> [RECORDS FOR THE TASK]:

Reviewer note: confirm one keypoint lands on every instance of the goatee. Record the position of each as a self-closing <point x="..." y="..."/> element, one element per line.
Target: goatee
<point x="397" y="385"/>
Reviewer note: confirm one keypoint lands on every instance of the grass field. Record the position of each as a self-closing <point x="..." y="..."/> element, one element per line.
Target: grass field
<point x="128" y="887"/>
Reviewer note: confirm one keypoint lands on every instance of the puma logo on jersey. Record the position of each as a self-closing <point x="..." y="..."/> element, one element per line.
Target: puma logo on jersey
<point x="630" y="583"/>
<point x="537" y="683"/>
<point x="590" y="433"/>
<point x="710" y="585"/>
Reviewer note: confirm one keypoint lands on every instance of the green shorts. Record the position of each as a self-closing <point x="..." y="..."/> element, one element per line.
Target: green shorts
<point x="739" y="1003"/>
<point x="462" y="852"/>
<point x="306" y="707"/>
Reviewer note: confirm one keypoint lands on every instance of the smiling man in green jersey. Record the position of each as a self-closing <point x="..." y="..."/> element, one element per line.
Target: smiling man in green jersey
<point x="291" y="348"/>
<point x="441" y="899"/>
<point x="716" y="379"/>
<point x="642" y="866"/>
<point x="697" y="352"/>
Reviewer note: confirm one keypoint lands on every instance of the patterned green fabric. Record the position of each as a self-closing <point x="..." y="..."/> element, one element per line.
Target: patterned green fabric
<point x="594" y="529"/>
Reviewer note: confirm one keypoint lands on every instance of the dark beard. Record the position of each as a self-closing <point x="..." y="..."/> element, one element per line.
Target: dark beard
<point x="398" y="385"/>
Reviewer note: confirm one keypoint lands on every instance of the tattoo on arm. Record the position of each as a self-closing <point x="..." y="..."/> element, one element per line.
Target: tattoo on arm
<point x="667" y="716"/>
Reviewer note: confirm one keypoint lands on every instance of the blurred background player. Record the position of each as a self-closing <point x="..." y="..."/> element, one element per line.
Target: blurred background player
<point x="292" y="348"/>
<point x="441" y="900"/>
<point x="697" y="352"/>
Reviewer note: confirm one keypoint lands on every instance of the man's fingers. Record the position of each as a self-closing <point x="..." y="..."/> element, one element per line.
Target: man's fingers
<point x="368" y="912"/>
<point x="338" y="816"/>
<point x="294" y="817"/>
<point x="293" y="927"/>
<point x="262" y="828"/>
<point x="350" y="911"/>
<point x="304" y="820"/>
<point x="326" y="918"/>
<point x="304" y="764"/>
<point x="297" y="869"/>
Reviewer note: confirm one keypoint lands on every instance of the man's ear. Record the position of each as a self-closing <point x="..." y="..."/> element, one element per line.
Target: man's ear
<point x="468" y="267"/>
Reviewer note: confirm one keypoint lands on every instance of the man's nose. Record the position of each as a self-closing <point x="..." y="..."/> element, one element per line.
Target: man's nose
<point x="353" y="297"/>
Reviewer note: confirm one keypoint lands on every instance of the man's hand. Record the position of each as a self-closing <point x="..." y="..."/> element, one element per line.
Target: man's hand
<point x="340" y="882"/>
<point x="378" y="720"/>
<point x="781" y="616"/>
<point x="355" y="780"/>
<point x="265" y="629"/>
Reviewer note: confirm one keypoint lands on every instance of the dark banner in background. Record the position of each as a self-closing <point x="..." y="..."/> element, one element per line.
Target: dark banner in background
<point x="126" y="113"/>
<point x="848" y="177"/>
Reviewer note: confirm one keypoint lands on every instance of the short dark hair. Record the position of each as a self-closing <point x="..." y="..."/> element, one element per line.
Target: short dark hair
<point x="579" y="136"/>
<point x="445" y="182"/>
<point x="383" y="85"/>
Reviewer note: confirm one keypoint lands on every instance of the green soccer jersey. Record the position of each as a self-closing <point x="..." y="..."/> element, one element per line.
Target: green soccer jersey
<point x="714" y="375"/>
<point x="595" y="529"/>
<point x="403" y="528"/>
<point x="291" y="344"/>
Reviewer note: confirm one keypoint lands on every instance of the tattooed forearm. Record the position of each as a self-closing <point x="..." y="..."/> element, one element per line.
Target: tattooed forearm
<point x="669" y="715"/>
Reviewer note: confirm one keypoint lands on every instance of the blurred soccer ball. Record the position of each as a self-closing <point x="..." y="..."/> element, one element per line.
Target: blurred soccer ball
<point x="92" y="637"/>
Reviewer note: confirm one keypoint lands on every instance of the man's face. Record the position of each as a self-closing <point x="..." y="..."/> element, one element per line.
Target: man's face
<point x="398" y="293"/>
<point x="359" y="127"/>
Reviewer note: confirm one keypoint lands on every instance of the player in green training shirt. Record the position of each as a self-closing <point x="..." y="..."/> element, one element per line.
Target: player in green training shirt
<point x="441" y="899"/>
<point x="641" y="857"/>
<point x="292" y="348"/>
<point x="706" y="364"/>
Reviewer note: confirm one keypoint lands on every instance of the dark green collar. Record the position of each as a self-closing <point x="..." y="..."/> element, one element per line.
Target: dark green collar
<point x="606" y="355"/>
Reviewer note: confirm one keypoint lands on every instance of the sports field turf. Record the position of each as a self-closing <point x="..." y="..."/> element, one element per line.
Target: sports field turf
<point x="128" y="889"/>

---

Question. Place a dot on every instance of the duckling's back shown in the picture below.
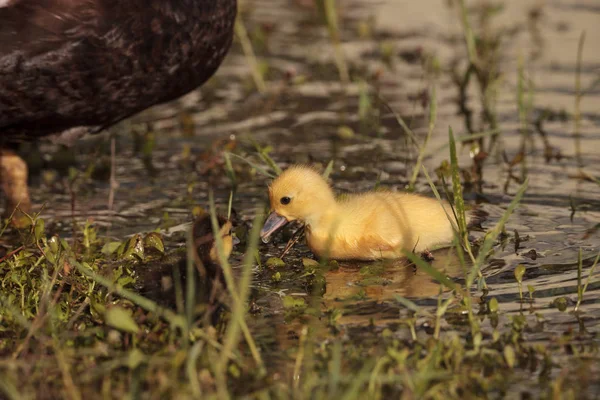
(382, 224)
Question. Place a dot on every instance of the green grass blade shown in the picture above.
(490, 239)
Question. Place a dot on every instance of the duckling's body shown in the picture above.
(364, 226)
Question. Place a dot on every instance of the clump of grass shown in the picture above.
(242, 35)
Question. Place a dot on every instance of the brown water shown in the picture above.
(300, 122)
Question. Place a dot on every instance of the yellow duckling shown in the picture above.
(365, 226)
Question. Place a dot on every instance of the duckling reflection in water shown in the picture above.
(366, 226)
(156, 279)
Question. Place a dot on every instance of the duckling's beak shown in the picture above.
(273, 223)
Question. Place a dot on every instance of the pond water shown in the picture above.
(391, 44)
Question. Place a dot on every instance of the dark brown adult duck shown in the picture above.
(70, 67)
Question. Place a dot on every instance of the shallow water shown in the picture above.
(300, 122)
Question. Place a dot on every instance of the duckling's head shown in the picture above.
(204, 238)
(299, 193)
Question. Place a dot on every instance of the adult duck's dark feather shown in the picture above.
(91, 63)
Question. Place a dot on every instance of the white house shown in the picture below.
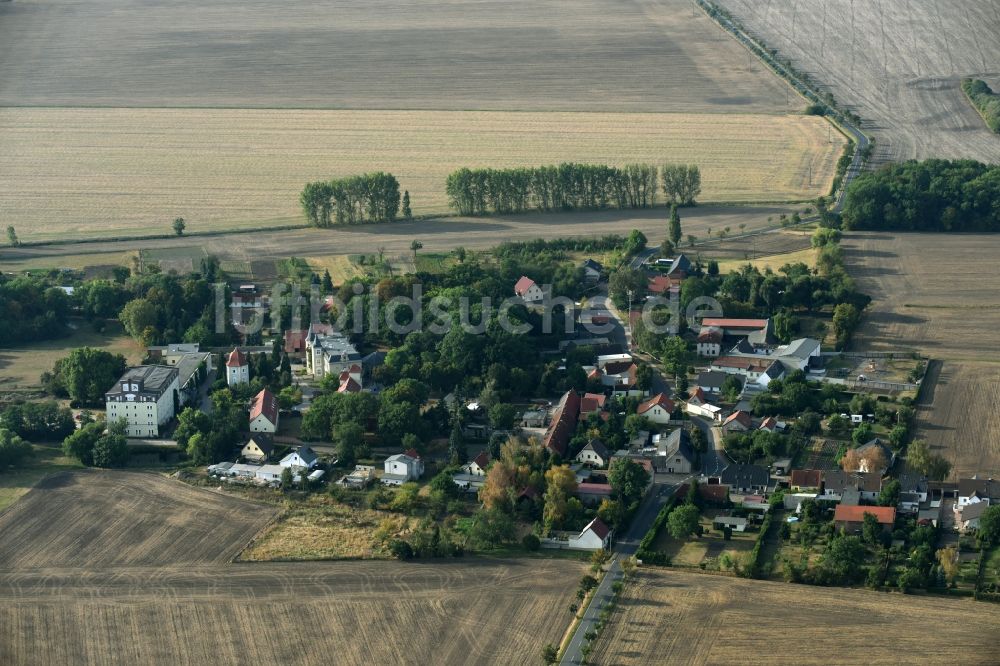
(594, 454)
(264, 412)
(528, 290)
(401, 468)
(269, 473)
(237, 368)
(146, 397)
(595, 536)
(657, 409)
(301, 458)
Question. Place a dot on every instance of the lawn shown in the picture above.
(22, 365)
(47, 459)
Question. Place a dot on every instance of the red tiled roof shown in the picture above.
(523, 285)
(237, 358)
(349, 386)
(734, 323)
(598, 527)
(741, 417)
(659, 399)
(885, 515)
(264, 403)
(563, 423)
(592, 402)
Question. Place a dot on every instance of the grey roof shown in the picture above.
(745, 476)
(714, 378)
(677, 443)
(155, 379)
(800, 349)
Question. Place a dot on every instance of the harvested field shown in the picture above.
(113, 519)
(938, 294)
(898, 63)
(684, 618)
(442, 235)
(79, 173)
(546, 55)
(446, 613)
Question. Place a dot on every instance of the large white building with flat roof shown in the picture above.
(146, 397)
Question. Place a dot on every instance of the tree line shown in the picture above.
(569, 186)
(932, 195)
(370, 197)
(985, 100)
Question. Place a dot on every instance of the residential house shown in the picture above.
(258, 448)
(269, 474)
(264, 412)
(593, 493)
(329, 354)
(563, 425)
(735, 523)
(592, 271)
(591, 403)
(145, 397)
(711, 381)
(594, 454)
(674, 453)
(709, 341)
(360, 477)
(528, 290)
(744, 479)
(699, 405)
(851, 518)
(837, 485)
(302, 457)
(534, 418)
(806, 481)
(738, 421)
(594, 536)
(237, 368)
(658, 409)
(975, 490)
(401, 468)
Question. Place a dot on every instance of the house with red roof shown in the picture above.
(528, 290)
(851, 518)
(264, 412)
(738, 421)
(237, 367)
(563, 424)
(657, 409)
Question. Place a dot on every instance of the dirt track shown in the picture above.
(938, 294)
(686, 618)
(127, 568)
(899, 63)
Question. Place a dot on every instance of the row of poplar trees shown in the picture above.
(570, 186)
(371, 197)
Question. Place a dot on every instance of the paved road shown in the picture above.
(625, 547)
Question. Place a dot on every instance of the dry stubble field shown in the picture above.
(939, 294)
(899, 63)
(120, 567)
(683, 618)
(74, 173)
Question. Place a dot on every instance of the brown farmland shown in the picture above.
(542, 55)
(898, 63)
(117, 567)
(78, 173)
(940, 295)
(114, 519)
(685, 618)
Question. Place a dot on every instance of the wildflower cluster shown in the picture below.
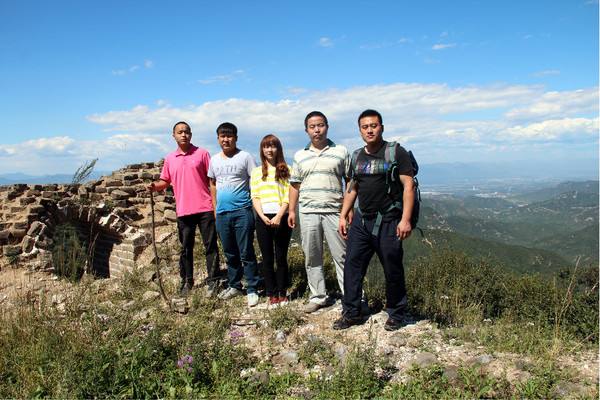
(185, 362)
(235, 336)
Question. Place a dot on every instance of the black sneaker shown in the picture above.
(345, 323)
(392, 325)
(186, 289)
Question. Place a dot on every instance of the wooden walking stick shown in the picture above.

...

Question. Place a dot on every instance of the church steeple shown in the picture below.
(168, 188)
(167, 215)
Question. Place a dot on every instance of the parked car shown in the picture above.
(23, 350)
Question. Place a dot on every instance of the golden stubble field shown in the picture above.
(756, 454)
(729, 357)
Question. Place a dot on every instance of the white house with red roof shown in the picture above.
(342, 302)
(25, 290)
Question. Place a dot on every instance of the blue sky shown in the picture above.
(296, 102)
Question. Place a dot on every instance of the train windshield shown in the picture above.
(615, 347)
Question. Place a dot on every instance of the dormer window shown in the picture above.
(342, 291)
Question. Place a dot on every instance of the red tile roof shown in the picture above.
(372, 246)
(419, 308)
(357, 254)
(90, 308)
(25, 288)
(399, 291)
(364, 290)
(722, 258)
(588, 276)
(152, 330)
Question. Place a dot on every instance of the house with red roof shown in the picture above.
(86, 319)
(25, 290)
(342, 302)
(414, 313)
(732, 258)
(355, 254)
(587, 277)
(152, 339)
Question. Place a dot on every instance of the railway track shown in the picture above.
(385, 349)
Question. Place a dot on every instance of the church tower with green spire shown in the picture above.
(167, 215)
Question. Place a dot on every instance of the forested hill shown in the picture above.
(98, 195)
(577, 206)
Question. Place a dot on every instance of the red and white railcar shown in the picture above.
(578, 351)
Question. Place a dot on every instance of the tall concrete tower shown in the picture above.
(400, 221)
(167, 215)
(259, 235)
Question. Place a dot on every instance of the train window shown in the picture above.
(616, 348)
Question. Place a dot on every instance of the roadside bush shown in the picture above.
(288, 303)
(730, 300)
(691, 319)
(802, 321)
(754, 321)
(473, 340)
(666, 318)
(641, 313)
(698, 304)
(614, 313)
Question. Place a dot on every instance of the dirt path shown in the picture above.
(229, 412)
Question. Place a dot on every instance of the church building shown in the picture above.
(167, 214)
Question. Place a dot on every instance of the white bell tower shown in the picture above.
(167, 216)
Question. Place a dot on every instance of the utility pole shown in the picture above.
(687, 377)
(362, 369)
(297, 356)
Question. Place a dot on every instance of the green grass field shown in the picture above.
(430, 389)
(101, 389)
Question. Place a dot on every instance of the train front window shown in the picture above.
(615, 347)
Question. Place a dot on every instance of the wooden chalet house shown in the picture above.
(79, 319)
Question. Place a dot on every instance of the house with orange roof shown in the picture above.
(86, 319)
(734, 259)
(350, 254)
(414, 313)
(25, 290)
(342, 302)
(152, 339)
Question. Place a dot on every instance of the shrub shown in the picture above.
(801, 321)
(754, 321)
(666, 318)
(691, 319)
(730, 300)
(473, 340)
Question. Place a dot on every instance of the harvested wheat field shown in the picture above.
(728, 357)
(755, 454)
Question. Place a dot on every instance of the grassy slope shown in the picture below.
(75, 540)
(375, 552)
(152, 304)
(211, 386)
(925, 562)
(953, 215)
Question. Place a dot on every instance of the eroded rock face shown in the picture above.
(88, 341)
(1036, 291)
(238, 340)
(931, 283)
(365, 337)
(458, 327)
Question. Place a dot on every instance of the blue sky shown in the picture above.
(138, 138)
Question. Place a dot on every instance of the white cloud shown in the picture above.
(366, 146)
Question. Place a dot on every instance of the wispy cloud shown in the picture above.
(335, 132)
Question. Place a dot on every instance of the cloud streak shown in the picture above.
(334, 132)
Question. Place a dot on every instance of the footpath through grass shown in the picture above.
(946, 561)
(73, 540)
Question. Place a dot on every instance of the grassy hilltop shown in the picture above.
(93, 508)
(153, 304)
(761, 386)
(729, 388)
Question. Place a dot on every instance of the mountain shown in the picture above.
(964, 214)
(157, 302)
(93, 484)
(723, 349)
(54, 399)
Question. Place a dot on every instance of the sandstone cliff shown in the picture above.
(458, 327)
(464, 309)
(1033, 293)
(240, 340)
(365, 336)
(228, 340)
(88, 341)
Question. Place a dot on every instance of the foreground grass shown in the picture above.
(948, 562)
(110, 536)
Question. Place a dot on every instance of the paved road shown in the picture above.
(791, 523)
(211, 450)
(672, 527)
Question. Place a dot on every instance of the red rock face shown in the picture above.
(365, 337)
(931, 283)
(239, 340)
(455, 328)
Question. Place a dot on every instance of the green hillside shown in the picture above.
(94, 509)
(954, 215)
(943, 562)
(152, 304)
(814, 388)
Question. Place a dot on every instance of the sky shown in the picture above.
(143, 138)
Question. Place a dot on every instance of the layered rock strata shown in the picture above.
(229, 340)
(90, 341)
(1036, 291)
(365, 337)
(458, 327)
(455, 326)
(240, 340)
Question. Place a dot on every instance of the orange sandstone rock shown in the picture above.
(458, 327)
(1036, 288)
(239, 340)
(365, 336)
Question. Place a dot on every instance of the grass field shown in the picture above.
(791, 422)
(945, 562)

> [DIRECTIONS]: Taking the listing above as the source, transcribe only the lines starting at the line with "of the goatee." and going through the line with "the grass field.", unaltered and with both ends included.

> [EXERCISE SOLUTION]:
Reviewer note: confirm one keypoint lands on every instance of the goatee. Record the position of each as a self-closing <point x="..." y="..."/> element, one element per line.
Target: goatee
<point x="397" y="385"/>
Reviewer note: confirm one keypoint lands on every instance of the grass field. Record the position of each as a self-closing <point x="..." y="..."/> element, one element per line.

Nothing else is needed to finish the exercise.